_Your instructions_
Reproduce the following data verbatim, line for line, from beginning to end.

Rows from an object pointing dataset
## Begin

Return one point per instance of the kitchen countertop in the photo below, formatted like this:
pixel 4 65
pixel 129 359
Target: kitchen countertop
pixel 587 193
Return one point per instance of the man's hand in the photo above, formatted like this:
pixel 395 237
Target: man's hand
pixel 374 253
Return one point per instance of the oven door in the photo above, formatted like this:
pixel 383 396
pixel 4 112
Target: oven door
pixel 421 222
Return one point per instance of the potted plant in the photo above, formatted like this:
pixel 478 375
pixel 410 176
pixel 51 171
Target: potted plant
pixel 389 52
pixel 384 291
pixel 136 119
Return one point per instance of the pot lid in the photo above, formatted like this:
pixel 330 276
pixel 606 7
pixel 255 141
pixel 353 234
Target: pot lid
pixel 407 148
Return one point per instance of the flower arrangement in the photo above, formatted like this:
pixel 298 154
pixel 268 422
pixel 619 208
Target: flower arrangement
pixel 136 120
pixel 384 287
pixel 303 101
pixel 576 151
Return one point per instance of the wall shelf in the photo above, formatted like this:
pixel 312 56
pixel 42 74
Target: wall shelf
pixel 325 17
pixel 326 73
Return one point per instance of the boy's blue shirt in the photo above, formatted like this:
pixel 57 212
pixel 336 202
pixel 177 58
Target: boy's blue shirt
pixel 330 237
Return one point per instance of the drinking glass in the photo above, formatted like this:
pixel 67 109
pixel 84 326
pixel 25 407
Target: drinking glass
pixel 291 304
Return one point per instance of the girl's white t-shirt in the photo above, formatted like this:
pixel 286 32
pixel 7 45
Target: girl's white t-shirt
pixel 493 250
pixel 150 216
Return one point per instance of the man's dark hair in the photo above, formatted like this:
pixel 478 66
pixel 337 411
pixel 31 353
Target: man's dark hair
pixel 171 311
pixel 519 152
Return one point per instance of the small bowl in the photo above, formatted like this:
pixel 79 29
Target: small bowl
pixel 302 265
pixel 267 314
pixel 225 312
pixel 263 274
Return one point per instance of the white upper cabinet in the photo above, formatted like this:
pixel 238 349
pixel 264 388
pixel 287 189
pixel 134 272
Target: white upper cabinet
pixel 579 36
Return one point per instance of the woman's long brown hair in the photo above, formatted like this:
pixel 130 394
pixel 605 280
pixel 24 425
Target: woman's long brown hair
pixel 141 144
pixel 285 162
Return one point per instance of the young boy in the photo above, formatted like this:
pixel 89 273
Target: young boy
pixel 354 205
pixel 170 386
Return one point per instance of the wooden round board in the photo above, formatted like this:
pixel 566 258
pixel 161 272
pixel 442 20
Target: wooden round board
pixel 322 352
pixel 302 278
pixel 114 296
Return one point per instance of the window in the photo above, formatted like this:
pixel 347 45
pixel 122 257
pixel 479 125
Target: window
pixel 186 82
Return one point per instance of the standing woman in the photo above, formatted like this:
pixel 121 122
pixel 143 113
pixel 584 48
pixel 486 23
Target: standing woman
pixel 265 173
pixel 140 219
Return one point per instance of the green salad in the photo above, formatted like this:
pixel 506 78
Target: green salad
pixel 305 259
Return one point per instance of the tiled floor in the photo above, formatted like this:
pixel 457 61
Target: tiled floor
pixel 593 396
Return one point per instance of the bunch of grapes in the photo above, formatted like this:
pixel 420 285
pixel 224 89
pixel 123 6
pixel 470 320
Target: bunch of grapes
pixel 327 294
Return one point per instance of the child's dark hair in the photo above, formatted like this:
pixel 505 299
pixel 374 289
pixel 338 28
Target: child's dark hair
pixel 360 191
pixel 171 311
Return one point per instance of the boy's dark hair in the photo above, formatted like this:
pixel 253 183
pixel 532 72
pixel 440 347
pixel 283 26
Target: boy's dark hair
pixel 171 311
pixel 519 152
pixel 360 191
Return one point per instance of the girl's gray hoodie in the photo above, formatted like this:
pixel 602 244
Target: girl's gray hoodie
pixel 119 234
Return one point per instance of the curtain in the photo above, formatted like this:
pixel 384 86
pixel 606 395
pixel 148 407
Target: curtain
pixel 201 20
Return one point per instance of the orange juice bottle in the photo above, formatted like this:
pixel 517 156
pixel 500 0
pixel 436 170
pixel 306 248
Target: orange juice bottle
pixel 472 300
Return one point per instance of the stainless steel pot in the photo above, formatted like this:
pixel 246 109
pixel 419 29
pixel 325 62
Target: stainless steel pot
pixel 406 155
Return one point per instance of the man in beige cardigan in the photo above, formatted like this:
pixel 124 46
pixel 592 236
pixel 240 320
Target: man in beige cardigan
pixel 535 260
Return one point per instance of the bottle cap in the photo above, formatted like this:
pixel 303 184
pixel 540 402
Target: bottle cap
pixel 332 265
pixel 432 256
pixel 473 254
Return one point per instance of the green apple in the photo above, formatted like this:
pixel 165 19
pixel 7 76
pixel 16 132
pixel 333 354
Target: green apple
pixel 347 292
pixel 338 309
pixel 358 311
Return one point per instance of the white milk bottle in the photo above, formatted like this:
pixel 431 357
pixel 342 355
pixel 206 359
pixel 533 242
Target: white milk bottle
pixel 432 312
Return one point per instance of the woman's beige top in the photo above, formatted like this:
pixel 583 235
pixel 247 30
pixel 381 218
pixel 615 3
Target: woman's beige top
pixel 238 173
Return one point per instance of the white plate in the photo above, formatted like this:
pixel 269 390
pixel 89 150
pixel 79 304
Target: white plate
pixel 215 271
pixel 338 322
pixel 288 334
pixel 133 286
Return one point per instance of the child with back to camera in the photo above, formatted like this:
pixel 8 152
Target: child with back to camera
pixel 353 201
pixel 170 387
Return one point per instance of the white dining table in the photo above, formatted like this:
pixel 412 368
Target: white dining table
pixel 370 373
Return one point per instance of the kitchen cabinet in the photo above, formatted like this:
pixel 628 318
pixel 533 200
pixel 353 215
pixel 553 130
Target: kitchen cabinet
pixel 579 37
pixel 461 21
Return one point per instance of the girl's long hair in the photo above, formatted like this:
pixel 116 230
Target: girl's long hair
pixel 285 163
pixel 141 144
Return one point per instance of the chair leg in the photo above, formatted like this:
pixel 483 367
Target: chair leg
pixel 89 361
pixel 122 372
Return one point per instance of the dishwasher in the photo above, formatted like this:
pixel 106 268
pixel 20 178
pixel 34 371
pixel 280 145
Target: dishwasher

## End

_The output_
Return one point per instance of the kitchen countertop in the photo below, formatted like this:
pixel 4 65
pixel 129 359
Target: kitchen countertop
pixel 587 193
Return one point per instance of the man's hand in the photo above, formatted like this:
pixel 395 237
Target: man's hand
pixel 374 253
Return one point per instance of the oven door in the photo above, formatted like this:
pixel 383 396
pixel 4 112
Target: oven door
pixel 421 222
Return one point per instance of the potted plant in the photo above, formatted like this:
pixel 478 375
pixel 410 176
pixel 51 171
Target: potted plant
pixel 389 52
pixel 384 291
pixel 136 119
Return one point per instance of the pot lid in the photo above, formatted like this:
pixel 330 276
pixel 606 7
pixel 255 141
pixel 353 234
Target: pot lid
pixel 407 148
Return one point per instance of the flower arrangement in the photo above, formatted like this:
pixel 298 154
pixel 268 422
pixel 619 208
Target: flower arrangement
pixel 136 120
pixel 384 287
pixel 303 101
pixel 576 151
Return one point per instance of the wall shelf in the photo above, formatted like this:
pixel 312 56
pixel 42 74
Target: wall shelf
pixel 325 17
pixel 326 73
Return one point per instance of the boy's blue shirt in the photo above, formatted like this:
pixel 57 212
pixel 336 202
pixel 177 58
Target: boy's blue shirt
pixel 330 237
Return one point per instance of the drinking glass in the photo above, formatted like this:
pixel 67 109
pixel 84 326
pixel 25 407
Target: drinking glass
pixel 291 304
Return one point per instance of the girl's white t-shirt in the photo above, formatted like this:
pixel 286 32
pixel 7 45
Target: girl's white t-shirt
pixel 493 250
pixel 150 216
Return one point per instance of the man's dark hair in the photo above, formatted like this:
pixel 478 66
pixel 337 411
pixel 31 353
Target: man's dark hair
pixel 171 311
pixel 519 152
Return one point per instance of the small bowl in the photo above, formatted like this:
pixel 79 29
Target: small bowl
pixel 302 265
pixel 267 314
pixel 225 312
pixel 263 274
Return one point per instance of the white upper cabinet in the photo above, formatted like this:
pixel 238 349
pixel 264 388
pixel 287 189
pixel 134 272
Target: white upper cabinet
pixel 579 36
Return one point per instance of the woman's long brown hair in the photo above, formatted like this:
pixel 130 394
pixel 605 280
pixel 24 425
Target: woman's long brown hair
pixel 141 144
pixel 285 162
Return one point per instance of the young boy in the photo above, formatted like this:
pixel 89 273
Target: young boy
pixel 354 205
pixel 170 386
Return one point per instance of the wooden round board in the photo above, formatted like this:
pixel 566 258
pixel 161 272
pixel 442 20
Target: wooden round board
pixel 322 352
pixel 302 278
pixel 114 296
Return one point per instance of the window in the photo above, formatted like this:
pixel 347 45
pixel 122 257
pixel 479 125
Target: window
pixel 186 82
Return one point per instance of the standing woman in the photo above, formatted like this:
pixel 121 122
pixel 143 113
pixel 584 48
pixel 486 23
Target: standing woman
pixel 265 173
pixel 140 219
Return one point per instance of the green salad in the photo above, formatted like this:
pixel 506 78
Target: green salad
pixel 305 259
Return one point per instance of the tiled floor in the photo above, formatted like this:
pixel 457 61
Target: tiled floor
pixel 593 396
Return one point per instance of the bunch of grapes in the photo above, formatted like this:
pixel 420 285
pixel 224 89
pixel 123 6
pixel 470 320
Target: bunch of grapes
pixel 327 294
Return one point per instance of the child's dark hair in the photo above, formatted like this:
pixel 505 299
pixel 374 289
pixel 338 28
Target: child's dark hair
pixel 360 191
pixel 171 311
Return one point per instance of the boy's dark hair in the photo above, formatted like this:
pixel 253 183
pixel 532 72
pixel 440 347
pixel 283 26
Target: boy's dark hair
pixel 171 311
pixel 519 152
pixel 360 191
Return one point per instance of the girl's gray hoodie in the photo above, formatted like this:
pixel 602 244
Target: girl's gray hoodie
pixel 119 234
Return one point per instance of the curtain in the photo above, formatted like this:
pixel 384 86
pixel 606 395
pixel 148 407
Target: curtain
pixel 201 20
Return one point per instance of the orange juice bottle in the photo above, formatted like this:
pixel 517 156
pixel 500 0
pixel 436 170
pixel 306 248
Target: orange juice bottle
pixel 472 300
Return one point per instance of the stainless steel pot in the photo above, formatted like this:
pixel 246 109
pixel 419 29
pixel 325 62
Target: stainless steel pot
pixel 406 155
Return one point per instance of the man in beige cardigan in the photo above, formatted like this:
pixel 124 46
pixel 592 236
pixel 240 320
Target: man in beige cardigan
pixel 535 260
Return one point per instance of the bottle cap in the photo above, formatted like this:
pixel 303 184
pixel 540 402
Target: bottle cap
pixel 332 265
pixel 432 256
pixel 473 254
Return one point per instance of the green apple in the photo above, formatted like this:
pixel 165 19
pixel 7 76
pixel 16 132
pixel 333 354
Target: green apple
pixel 347 292
pixel 338 309
pixel 358 311
Return one point per instance of the white milk bottle in the photo above, formatted like this:
pixel 431 357
pixel 342 355
pixel 206 359
pixel 533 242
Target: white milk bottle
pixel 432 312
Return one point per instance of the woman's beige top in the photo above, formatted like this:
pixel 583 235
pixel 247 30
pixel 381 218
pixel 615 3
Target: woman's beige top
pixel 238 173
Return one point per instance of the white plate in the photo above, formatted like this:
pixel 269 390
pixel 89 150
pixel 79 304
Target: white plate
pixel 215 271
pixel 338 322
pixel 288 334
pixel 133 286
Return one point per instance of the child with back to camera in the photo above, formatted like this:
pixel 8 152
Target: child with back to camera
pixel 353 201
pixel 170 387
Return one point per instance of the white dining table in the photo above, formatted like this:
pixel 412 368
Target: white dining table
pixel 370 373
Return one point per instance of the kitchen cabinet in the photo above, formatted like this:
pixel 628 318
pixel 533 200
pixel 353 215
pixel 553 130
Target: kitchen cabinet
pixel 579 37
pixel 461 21
Return one point per instance of the girl's long hair in the photo above, formatted like this:
pixel 116 230
Target: girl's long hair
pixel 285 163
pixel 141 144
Return one point per instance of the chair leg in the photo above, formatted like this:
pixel 483 367
Target: chair leg
pixel 89 361
pixel 122 372
Return one point per instance of the dishwasher in the photo above, formatted like this:
pixel 106 268
pixel 20 178
pixel 34 371
pixel 280 145
Target: dishwasher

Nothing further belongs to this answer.